OBJECTIVE
Rewrite only the part of the material that opens with the line containing "Query: empty black seat" and closes with the line containing "619 30 L 625", both lines and the requests included. Shift each coordinate in the answer outlines by -79 and leave all other numbers as they are.

+++ LISTING +++

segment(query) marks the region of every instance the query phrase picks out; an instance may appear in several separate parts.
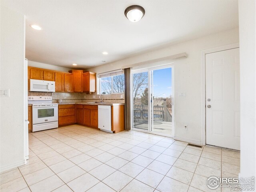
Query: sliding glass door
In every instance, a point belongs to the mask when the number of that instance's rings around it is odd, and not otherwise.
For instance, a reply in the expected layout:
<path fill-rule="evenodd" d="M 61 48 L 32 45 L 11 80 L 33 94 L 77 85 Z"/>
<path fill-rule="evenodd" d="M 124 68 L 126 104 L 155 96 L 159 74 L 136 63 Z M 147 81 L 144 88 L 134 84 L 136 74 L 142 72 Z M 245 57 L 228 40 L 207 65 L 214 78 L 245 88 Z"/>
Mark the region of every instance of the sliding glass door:
<path fill-rule="evenodd" d="M 173 135 L 173 74 L 170 65 L 133 71 L 133 129 Z"/>

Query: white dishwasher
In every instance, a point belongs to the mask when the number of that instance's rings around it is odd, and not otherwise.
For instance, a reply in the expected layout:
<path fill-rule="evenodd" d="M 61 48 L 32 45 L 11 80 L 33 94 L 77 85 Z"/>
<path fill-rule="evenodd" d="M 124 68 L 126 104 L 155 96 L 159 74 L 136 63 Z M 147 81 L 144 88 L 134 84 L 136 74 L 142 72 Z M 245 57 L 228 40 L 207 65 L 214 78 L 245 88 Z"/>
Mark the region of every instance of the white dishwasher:
<path fill-rule="evenodd" d="M 98 105 L 98 128 L 102 131 L 112 133 L 111 131 L 111 106 Z"/>

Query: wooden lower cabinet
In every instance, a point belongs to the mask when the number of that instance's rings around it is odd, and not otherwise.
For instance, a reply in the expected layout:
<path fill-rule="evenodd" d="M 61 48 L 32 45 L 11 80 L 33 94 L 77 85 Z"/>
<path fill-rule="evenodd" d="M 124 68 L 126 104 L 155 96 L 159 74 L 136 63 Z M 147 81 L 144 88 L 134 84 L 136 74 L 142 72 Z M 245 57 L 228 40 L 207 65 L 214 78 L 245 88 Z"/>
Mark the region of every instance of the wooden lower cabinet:
<path fill-rule="evenodd" d="M 28 106 L 28 120 L 29 123 L 28 124 L 28 132 L 31 132 L 32 130 L 32 106 Z"/>
<path fill-rule="evenodd" d="M 76 105 L 59 105 L 59 125 L 75 123 Z"/>
<path fill-rule="evenodd" d="M 90 110 L 90 126 L 98 128 L 98 109 Z"/>
<path fill-rule="evenodd" d="M 98 106 L 84 105 L 84 124 L 98 128 Z"/>

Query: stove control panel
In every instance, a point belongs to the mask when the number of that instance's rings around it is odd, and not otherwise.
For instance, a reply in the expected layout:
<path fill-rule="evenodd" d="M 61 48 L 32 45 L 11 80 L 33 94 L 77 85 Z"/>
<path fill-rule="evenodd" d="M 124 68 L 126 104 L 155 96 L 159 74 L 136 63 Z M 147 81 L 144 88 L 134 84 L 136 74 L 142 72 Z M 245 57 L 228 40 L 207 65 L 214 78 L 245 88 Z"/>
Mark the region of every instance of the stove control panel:
<path fill-rule="evenodd" d="M 28 101 L 51 101 L 52 96 L 28 96 Z"/>

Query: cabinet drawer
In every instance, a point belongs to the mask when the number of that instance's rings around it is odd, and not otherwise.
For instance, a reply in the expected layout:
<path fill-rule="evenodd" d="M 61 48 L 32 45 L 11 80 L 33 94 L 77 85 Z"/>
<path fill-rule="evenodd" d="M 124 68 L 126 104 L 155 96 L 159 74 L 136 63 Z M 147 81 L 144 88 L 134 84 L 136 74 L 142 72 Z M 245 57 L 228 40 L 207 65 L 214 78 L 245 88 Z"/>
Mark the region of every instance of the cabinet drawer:
<path fill-rule="evenodd" d="M 59 125 L 70 124 L 75 122 L 76 122 L 76 116 L 75 115 L 59 117 Z"/>
<path fill-rule="evenodd" d="M 75 115 L 76 111 L 74 108 L 67 109 L 59 109 L 59 117 Z"/>
<path fill-rule="evenodd" d="M 98 109 L 98 105 L 84 105 L 84 109 Z"/>
<path fill-rule="evenodd" d="M 75 108 L 76 105 L 59 105 L 59 109 L 66 109 L 68 108 Z"/>

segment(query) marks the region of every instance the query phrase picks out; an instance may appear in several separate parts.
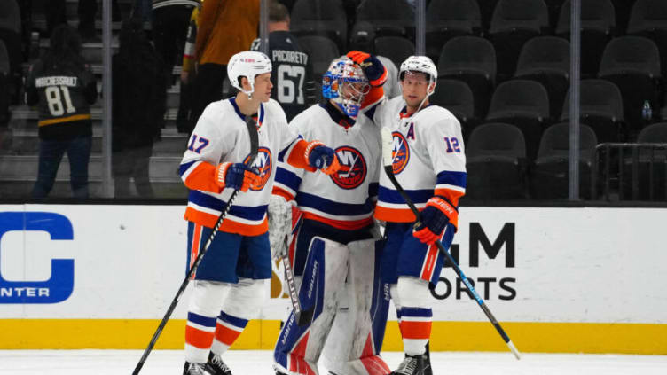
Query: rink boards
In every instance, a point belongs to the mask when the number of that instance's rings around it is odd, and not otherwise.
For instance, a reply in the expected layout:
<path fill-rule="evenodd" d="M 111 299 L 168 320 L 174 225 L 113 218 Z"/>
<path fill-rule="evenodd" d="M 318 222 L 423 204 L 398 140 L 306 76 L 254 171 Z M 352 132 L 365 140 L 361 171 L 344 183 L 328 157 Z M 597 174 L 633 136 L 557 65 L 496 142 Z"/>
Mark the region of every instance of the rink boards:
<path fill-rule="evenodd" d="M 183 213 L 0 206 L 0 348 L 145 348 L 184 277 Z M 521 351 L 665 355 L 665 217 L 660 208 L 462 207 L 451 250 Z M 234 348 L 273 347 L 289 305 L 280 279 Z M 156 348 L 183 348 L 188 297 Z M 451 269 L 433 297 L 432 349 L 506 350 Z M 401 348 L 389 322 L 383 349 Z"/>

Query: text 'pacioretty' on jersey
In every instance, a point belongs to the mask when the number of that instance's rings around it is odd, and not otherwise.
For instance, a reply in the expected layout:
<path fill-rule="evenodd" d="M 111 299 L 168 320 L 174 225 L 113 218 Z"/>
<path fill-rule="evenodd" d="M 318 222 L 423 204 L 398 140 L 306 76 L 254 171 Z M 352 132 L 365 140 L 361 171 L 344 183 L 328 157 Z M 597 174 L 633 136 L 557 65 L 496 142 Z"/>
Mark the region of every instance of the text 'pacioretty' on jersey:
<path fill-rule="evenodd" d="M 35 80 L 36 87 L 68 86 L 76 87 L 76 77 L 53 76 L 41 77 Z"/>
<path fill-rule="evenodd" d="M 306 65 L 308 64 L 308 55 L 295 51 L 273 50 L 271 61 Z"/>

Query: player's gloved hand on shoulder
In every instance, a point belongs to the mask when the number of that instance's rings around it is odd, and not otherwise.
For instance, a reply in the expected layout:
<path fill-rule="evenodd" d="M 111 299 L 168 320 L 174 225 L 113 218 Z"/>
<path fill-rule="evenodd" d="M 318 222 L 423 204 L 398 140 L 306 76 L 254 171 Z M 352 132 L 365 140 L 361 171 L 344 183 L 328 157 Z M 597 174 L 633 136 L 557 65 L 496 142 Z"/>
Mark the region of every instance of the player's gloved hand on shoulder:
<path fill-rule="evenodd" d="M 387 69 L 374 55 L 360 51 L 350 51 L 348 57 L 361 66 L 373 87 L 378 87 L 387 82 Z"/>
<path fill-rule="evenodd" d="M 456 208 L 451 207 L 443 197 L 435 196 L 428 199 L 426 208 L 421 211 L 421 221 L 412 231 L 412 236 L 421 243 L 433 245 L 444 231 L 450 217 L 457 215 Z"/>
<path fill-rule="evenodd" d="M 222 188 L 231 188 L 247 191 L 247 189 L 259 184 L 260 176 L 243 163 L 220 163 L 216 168 L 216 184 Z"/>
<path fill-rule="evenodd" d="M 306 159 L 310 167 L 318 168 L 327 175 L 332 175 L 341 169 L 341 164 L 338 162 L 336 152 L 321 142 L 314 141 L 308 145 L 308 147 L 306 147 Z"/>

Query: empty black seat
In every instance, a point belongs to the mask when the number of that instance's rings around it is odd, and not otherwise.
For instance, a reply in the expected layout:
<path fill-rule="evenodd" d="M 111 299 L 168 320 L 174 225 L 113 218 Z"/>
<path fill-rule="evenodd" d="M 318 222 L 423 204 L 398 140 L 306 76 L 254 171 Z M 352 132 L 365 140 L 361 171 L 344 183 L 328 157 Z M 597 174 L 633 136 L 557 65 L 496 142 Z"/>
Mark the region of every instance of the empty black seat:
<path fill-rule="evenodd" d="M 565 0 L 545 0 L 546 8 L 549 10 L 549 26 L 551 28 L 556 28 L 558 16 L 561 14 L 563 3 L 565 3 Z"/>
<path fill-rule="evenodd" d="M 308 53 L 312 61 L 313 78 L 322 82 L 322 74 L 326 72 L 331 62 L 341 56 L 336 43 L 326 36 L 299 36 L 299 45 Z"/>
<path fill-rule="evenodd" d="M 666 200 L 667 122 L 648 125 L 637 137 L 634 151 L 624 150 L 620 199 Z"/>
<path fill-rule="evenodd" d="M 619 30 L 625 30 L 628 27 L 628 19 L 630 18 L 630 12 L 632 9 L 632 4 L 636 0 L 611 0 L 614 4 L 614 9 L 616 13 L 616 27 Z M 585 3 L 582 1 L 582 3 Z"/>
<path fill-rule="evenodd" d="M 569 120 L 569 90 L 563 101 L 561 121 Z M 621 139 L 623 98 L 616 85 L 605 80 L 582 80 L 579 103 L 579 118 L 593 129 L 599 142 Z"/>
<path fill-rule="evenodd" d="M 426 12 L 426 54 L 434 61 L 452 37 L 481 33 L 476 0 L 431 0 Z"/>
<path fill-rule="evenodd" d="M 542 83 L 549 94 L 549 113 L 557 118 L 569 87 L 569 43 L 555 36 L 538 36 L 523 45 L 516 78 Z"/>
<path fill-rule="evenodd" d="M 487 122 L 505 122 L 518 127 L 526 140 L 526 155 L 538 153 L 544 124 L 549 119 L 549 95 L 541 83 L 513 80 L 500 83 L 493 92 Z"/>
<path fill-rule="evenodd" d="M 569 197 L 569 122 L 561 122 L 545 130 L 530 171 L 533 198 L 565 199 Z M 591 176 L 597 144 L 592 129 L 579 124 L 579 196 L 585 199 L 592 197 Z"/>
<path fill-rule="evenodd" d="M 482 27 L 484 31 L 489 30 L 493 17 L 493 10 L 496 9 L 498 0 L 477 0 L 482 16 Z"/>
<path fill-rule="evenodd" d="M 436 84 L 436 91 L 428 100 L 451 112 L 461 123 L 464 139 L 467 139 L 470 131 L 478 122 L 475 117 L 475 98 L 467 83 L 440 78 Z"/>
<path fill-rule="evenodd" d="M 322 35 L 347 48 L 348 18 L 341 0 L 298 0 L 290 14 L 290 31 L 296 36 Z"/>
<path fill-rule="evenodd" d="M 500 0 L 493 11 L 489 35 L 496 48 L 498 79 L 514 74 L 523 43 L 549 30 L 544 0 Z"/>
<path fill-rule="evenodd" d="M 526 197 L 526 145 L 519 128 L 503 123 L 476 127 L 466 145 L 470 199 L 519 199 Z"/>
<path fill-rule="evenodd" d="M 635 158 L 628 156 L 630 152 L 625 154 L 623 196 L 640 200 L 667 200 L 667 122 L 655 123 L 642 129 L 637 136 L 637 143 L 645 146 L 639 150 Z M 636 191 L 632 191 L 632 162 L 637 163 Z"/>
<path fill-rule="evenodd" d="M 637 0 L 628 22 L 628 35 L 646 36 L 655 42 L 660 51 L 663 76 L 667 74 L 667 2 Z"/>
<path fill-rule="evenodd" d="M 662 104 L 659 101 L 661 73 L 657 46 L 641 36 L 612 39 L 602 54 L 599 75 L 618 86 L 630 134 L 636 134 L 644 125 L 641 118 L 644 101 L 648 100 L 652 108 L 659 108 Z"/>
<path fill-rule="evenodd" d="M 457 36 L 443 47 L 437 66 L 440 77 L 467 83 L 475 96 L 475 115 L 483 119 L 496 82 L 493 45 L 478 36 Z"/>
<path fill-rule="evenodd" d="M 364 22 L 373 26 L 376 36 L 414 35 L 414 10 L 405 0 L 364 0 L 357 8 L 356 24 Z"/>
<path fill-rule="evenodd" d="M 569 39 L 572 2 L 561 8 L 556 35 Z M 616 30 L 616 13 L 611 0 L 581 2 L 581 76 L 594 78 L 607 43 Z"/>
<path fill-rule="evenodd" d="M 373 43 L 375 54 L 388 58 L 397 66 L 414 55 L 414 43 L 403 36 L 380 36 Z"/>

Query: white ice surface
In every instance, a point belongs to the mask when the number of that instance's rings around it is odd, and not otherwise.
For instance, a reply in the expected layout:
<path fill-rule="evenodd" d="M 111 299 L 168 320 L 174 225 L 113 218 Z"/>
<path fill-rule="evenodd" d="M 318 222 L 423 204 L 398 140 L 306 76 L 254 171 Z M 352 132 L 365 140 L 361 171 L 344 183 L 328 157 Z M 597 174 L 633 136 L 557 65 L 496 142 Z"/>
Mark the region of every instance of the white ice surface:
<path fill-rule="evenodd" d="M 131 374 L 140 350 L 0 350 L 2 375 Z M 396 368 L 403 353 L 382 355 Z M 224 355 L 234 375 L 272 375 L 271 352 L 231 350 Z M 155 350 L 144 375 L 180 375 L 183 351 Z M 667 355 L 432 353 L 434 374 L 456 375 L 665 375 Z M 320 368 L 320 374 L 325 375 Z"/>

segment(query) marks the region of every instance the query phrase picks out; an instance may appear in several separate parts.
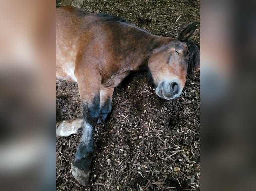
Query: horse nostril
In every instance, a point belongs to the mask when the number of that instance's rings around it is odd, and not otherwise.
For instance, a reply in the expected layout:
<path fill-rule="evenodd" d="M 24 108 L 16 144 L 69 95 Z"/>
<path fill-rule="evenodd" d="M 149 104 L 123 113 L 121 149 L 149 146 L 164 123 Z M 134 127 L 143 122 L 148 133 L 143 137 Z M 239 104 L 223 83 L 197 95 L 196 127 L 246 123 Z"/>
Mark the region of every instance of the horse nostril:
<path fill-rule="evenodd" d="M 171 88 L 172 90 L 172 92 L 177 93 L 178 92 L 178 85 L 176 82 L 174 82 L 171 84 Z"/>

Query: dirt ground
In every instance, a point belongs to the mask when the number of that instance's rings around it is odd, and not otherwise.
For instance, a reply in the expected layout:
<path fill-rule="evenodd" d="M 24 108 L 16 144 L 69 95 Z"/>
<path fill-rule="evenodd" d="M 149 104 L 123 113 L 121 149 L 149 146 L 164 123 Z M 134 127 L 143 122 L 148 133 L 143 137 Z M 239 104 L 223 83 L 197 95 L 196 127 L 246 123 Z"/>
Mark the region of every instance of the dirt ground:
<path fill-rule="evenodd" d="M 82 8 L 120 16 L 151 33 L 170 37 L 200 21 L 198 0 L 86 0 Z M 199 46 L 200 31 L 199 24 L 191 37 Z M 128 77 L 115 89 L 110 118 L 95 128 L 87 186 L 79 185 L 71 171 L 80 135 L 57 138 L 57 190 L 199 190 L 199 73 L 188 78 L 181 96 L 170 101 L 155 94 L 146 71 Z M 57 122 L 82 116 L 76 83 L 57 79 L 56 97 Z"/>

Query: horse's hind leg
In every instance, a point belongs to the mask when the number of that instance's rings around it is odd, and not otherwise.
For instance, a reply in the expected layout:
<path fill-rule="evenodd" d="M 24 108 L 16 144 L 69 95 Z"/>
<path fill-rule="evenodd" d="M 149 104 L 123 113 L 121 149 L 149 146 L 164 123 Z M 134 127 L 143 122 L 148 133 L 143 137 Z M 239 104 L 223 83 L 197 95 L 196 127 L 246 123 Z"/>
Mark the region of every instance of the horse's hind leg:
<path fill-rule="evenodd" d="M 112 97 L 114 88 L 101 90 L 100 114 L 98 123 L 105 121 L 111 112 Z"/>
<path fill-rule="evenodd" d="M 81 184 L 88 184 L 92 166 L 94 128 L 100 112 L 100 74 L 96 69 L 77 68 L 76 77 L 83 109 L 80 143 L 71 165 L 73 176 Z"/>
<path fill-rule="evenodd" d="M 56 137 L 67 137 L 81 132 L 83 121 L 81 119 L 74 119 L 59 122 L 56 124 Z"/>

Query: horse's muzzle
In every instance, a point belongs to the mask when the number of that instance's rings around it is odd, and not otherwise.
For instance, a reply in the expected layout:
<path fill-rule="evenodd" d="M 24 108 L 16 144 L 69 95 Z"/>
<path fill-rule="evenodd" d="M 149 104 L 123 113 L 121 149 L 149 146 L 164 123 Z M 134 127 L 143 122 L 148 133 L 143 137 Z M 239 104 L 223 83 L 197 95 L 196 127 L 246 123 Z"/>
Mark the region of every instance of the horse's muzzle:
<path fill-rule="evenodd" d="M 161 98 L 170 100 L 179 96 L 182 89 L 178 82 L 165 80 L 158 84 L 156 89 L 155 93 Z"/>

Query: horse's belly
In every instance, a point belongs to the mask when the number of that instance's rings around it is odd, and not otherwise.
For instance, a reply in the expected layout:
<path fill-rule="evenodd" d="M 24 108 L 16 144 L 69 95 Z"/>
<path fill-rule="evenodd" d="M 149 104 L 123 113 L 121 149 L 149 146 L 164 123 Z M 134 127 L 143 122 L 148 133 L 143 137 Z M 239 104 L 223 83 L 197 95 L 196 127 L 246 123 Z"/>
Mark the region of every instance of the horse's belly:
<path fill-rule="evenodd" d="M 62 80 L 77 82 L 74 75 L 76 54 L 67 47 L 56 46 L 56 77 Z"/>

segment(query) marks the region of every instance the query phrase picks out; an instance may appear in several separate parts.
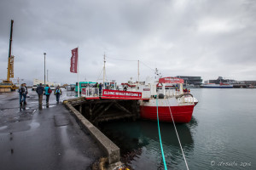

+++

SOLUTION FOR THIS TASK
Query: empty black seat
In every instance, a point belongs to the mask when the number of that instance's rings around it is odd, and not otherwise.
For instance, a reply in the expected layout:
<path fill-rule="evenodd" d="M 111 299 L 168 320 L 174 225 L 113 218 Z"/>
<path fill-rule="evenodd" d="M 318 222 L 423 204 L 398 140 L 306 76 L 254 171 Z M 352 132 L 365 140 L 361 171 L 344 183 L 328 157 Z M 597 174 L 633 136 L 557 65 L 496 142 Z"/>
Mark the region of every instance of the empty black seat:
<path fill-rule="evenodd" d="M 486 -79 L 466 -79 L 467 -71 L 470 -69 L 470 -53 L 472 -51 L 477 -51 L 479 -63 L 482 -65 L 484 -76 L 486 -76 Z"/>
<path fill-rule="evenodd" d="M 229 -26 L 233 -18 L 234 -1 L 243 3 L 243 -5 L 247 -7 L 252 -17 L 262 -23 L 257 -36 L 247 -43 L 220 -43 L 220 -34 Z"/>
<path fill-rule="evenodd" d="M 587 121 L 588 43 L 569 46 L 558 58 L 555 72 L 545 71 L 541 120 Z"/>
<path fill-rule="evenodd" d="M 540 -49 L 546 -49 L 549 -52 L 549 -60 L 551 -61 L 551 -67 L 553 -70 L 553 -75 L 557 -79 L 532 -79 L 535 -75 L 535 -70 L 537 -66 L 537 -52 Z M 506 -76 L 503 -78 L 503 -76 Z"/>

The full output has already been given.